Dataset entries
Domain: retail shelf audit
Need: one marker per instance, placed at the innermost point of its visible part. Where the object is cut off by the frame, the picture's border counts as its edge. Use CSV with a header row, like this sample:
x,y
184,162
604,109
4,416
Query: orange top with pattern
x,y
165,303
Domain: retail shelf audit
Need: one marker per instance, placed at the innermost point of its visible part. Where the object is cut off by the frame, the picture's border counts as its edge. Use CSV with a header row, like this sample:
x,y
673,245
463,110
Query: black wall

* _WHAT IS NEEDED_
Please output each entry above exactly, leaving nothing out.

* _ANSWER TO THIS PROBLEM_
Domain: retail shelf audit
Need: one marker per instance, placed at the innermost point of its visible part. Where the object is cut off by the frame, the picture's border counts as its edge. Use CSV with a header row, like this sample:
x,y
184,162
604,109
4,416
Query: orange top with pattern
x,y
165,303
Domain: retail shelf audit
Need: one marker per instance, placed at the innermost point of its visible part. Where the object is cut off by the frame, the picture's border counts as its edge. Use CSV with a header row, like this sample:
x,y
673,245
463,110
Query: black wall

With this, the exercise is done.